Data entries:
+ + +

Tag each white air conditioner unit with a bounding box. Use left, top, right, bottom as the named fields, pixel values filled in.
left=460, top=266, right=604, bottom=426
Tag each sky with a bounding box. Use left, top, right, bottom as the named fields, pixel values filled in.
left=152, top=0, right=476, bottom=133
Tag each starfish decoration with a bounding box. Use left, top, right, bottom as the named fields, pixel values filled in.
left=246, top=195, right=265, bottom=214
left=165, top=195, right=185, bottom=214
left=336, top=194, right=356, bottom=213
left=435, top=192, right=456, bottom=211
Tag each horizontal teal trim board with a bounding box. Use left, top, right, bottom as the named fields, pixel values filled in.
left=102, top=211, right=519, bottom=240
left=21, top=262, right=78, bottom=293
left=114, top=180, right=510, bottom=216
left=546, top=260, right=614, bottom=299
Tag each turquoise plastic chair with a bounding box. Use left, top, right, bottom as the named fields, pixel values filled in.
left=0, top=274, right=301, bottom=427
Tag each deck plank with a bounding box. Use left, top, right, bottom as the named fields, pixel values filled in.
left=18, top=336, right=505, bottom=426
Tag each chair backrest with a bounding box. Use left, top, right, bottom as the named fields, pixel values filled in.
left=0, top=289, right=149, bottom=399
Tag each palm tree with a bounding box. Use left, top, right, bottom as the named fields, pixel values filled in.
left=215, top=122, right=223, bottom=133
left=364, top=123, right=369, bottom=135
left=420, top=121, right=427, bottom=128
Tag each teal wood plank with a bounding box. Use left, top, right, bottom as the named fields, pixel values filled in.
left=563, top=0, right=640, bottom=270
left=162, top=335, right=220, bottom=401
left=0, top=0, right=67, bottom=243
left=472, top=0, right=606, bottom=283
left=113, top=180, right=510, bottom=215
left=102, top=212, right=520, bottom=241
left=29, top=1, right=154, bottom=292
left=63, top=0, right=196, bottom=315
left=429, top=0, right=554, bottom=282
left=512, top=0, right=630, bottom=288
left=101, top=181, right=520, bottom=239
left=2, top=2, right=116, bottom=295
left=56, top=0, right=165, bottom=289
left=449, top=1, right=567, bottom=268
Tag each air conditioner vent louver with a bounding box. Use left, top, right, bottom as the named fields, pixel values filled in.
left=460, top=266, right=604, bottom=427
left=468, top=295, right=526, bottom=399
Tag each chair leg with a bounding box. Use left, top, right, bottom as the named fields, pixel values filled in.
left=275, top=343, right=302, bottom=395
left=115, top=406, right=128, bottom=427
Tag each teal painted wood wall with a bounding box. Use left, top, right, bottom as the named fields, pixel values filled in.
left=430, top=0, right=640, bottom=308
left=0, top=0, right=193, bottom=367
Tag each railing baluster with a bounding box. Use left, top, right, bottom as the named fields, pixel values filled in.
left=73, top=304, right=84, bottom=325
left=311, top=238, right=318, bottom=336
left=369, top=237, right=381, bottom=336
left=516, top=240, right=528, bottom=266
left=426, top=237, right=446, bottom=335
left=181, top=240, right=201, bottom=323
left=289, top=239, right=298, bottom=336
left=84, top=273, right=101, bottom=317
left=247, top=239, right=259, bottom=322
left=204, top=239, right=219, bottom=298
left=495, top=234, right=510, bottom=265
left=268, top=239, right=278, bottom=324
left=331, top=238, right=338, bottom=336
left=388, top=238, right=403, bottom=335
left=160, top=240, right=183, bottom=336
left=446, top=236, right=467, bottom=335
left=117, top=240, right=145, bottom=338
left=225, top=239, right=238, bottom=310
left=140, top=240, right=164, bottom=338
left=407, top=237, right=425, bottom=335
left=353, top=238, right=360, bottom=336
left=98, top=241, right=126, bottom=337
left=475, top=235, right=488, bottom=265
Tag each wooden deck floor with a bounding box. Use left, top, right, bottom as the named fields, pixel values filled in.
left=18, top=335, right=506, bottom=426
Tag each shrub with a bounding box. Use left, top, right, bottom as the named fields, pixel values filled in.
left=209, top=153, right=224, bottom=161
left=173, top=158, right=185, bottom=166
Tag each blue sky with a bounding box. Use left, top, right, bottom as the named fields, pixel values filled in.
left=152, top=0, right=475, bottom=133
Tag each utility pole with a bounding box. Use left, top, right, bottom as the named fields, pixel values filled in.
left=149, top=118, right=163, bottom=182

+ + +

Write out the data above once more, exactly as it reads.

Tag each white air conditioner unit with a bounding box. Use left, top, right, bottom as the named fields, pixel values filled in.
left=460, top=266, right=604, bottom=426
Tag each sky with a bounding box. Use left, top, right, bottom as the named fields, pixel values filled in.
left=152, top=0, right=476, bottom=133
Tag each starfish decoration with a bounding box. Use left, top, right, bottom as the named fields, pixel values filled in.
left=246, top=195, right=265, bottom=214
left=165, top=195, right=185, bottom=214
left=336, top=194, right=356, bottom=213
left=435, top=192, right=456, bottom=211
Tag each horizontal teal trim board with a bounding box. Use left, top, right, bottom as the named fields, pixel values filled in.
left=102, top=211, right=519, bottom=240
left=21, top=262, right=78, bottom=293
left=114, top=180, right=510, bottom=216
left=546, top=260, right=614, bottom=299
Tag each turquoise plastic chair with a bounding box. Use left, top, right, bottom as the named fields, pixel values filled in.
left=0, top=274, right=301, bottom=427
Tag each deck plank with a bounding box. Use left, top, right, bottom as the named fields, pixel values filled in.
left=18, top=336, right=505, bottom=426
Tag each chair backrest with a bounding box. Use left, top, right, bottom as the named fields, pixel values filled in.
left=0, top=289, right=149, bottom=399
Tag each palm tree with a bounding box. Use left, top, right, bottom as the named fields, pixel values filled in.
left=215, top=122, right=223, bottom=133
left=364, top=123, right=369, bottom=135
left=420, top=121, right=427, bottom=128
Tag each teal wood plank with a bounding box. Use left, top, right, bottom as the named fields, pixel values filled in.
left=563, top=0, right=640, bottom=270
left=162, top=335, right=220, bottom=401
left=0, top=0, right=67, bottom=243
left=472, top=0, right=606, bottom=283
left=113, top=180, right=510, bottom=215
left=102, top=212, right=520, bottom=241
left=29, top=1, right=154, bottom=292
left=63, top=0, right=196, bottom=315
left=429, top=0, right=554, bottom=282
left=512, top=0, right=630, bottom=288
left=101, top=181, right=520, bottom=239
left=2, top=2, right=116, bottom=295
left=56, top=0, right=165, bottom=289
left=449, top=1, right=567, bottom=268
Tag each air conditioner vent louver with a bounding box. Use left, top, right, bottom as the named fields, pixel values filled in.
left=460, top=266, right=604, bottom=427
left=468, top=295, right=526, bottom=399
Tag each chair leg with a bounding box. Use left, top, right, bottom as the named fields, pixel values filled in.
left=275, top=343, right=302, bottom=395
left=115, top=406, right=128, bottom=427
Tag each teal painted wood wall with a bounding box. Use left, top, right, bottom as the named fields, pixel values filled in.
left=430, top=0, right=640, bottom=308
left=0, top=0, right=193, bottom=367
Tag each railing baluster with a bounding box. Use left, top, right, bottom as the named fields, pixel values filled in.
left=73, top=304, right=84, bottom=325
left=311, top=238, right=318, bottom=336
left=369, top=237, right=381, bottom=336
left=516, top=240, right=528, bottom=266
left=426, top=237, right=446, bottom=335
left=181, top=240, right=201, bottom=323
left=289, top=239, right=298, bottom=336
left=84, top=273, right=101, bottom=317
left=247, top=239, right=259, bottom=322
left=204, top=239, right=219, bottom=298
left=495, top=234, right=510, bottom=265
left=268, top=239, right=278, bottom=324
left=331, top=238, right=338, bottom=336
left=388, top=238, right=403, bottom=335
left=160, top=240, right=183, bottom=336
left=446, top=236, right=467, bottom=335
left=117, top=240, right=145, bottom=338
left=225, top=239, right=238, bottom=310
left=140, top=240, right=164, bottom=338
left=407, top=237, right=425, bottom=335
left=353, top=238, right=360, bottom=336
left=98, top=241, right=126, bottom=337
left=475, top=235, right=488, bottom=265
Tag each wooden deck floor with a bounding box. Use left, top, right, bottom as the named fields, pixel values filled in.
left=18, top=335, right=506, bottom=426
Tag each shrub with a bounding box. Use left, top, right, bottom as the named fields, pixel values filled in.
left=209, top=153, right=224, bottom=161
left=173, top=158, right=185, bottom=166
Tag each blue sky with a bounding box. Use left, top, right, bottom as the named fields, pixel values filled in.
left=152, top=0, right=475, bottom=133
Tag each utility pole with a bounding box. Use left, top, right, bottom as the named fields, pixel values filled in.
left=149, top=118, right=163, bottom=182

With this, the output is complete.